== Task goal ==
Count the lines in the records below that contain the word "instance". Reply with only that number.

== Supplied data ==
____________
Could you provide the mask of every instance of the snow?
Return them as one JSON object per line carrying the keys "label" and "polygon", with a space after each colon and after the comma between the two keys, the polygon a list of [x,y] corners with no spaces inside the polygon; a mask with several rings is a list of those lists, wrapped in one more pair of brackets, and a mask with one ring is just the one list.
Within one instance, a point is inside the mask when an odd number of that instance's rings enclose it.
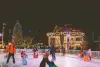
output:
{"label": "snow", "polygon": [[[39,67],[40,62],[43,58],[43,55],[39,54],[39,58],[33,58],[32,54],[28,54],[28,65],[22,65],[22,59],[20,54],[15,55],[15,60],[17,65],[15,67]],[[49,57],[51,60],[51,56]],[[0,64],[8,65],[8,67],[12,67],[12,58],[10,59],[9,63],[6,64],[6,58],[4,58],[4,54],[0,54]],[[100,60],[92,59],[90,62],[84,62],[82,59],[78,59],[74,55],[66,55],[62,56],[61,54],[56,54],[56,61],[55,64],[58,67],[100,67]],[[4,66],[6,67],[6,66]],[[14,66],[13,66],[14,67]],[[48,67],[48,66],[47,66]]]}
____________
== The completed task ==
2